Raw records
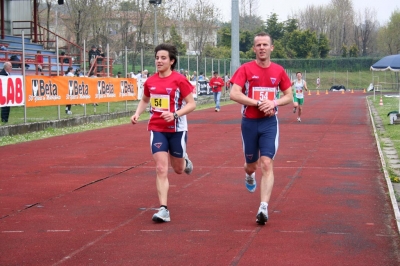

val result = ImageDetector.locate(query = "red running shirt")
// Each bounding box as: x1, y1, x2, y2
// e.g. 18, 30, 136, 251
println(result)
230, 61, 292, 118
143, 71, 193, 132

* **What you should do**
Copy the entire listing above verbatim, omitting the pictures.

* **Written solution**
val result = ImageDetector.locate(query = "red running shirt")
// Each bounding box as: x1, y1, x2, y2
// e.g. 18, 30, 136, 251
println(result)
230, 61, 292, 118
143, 71, 193, 132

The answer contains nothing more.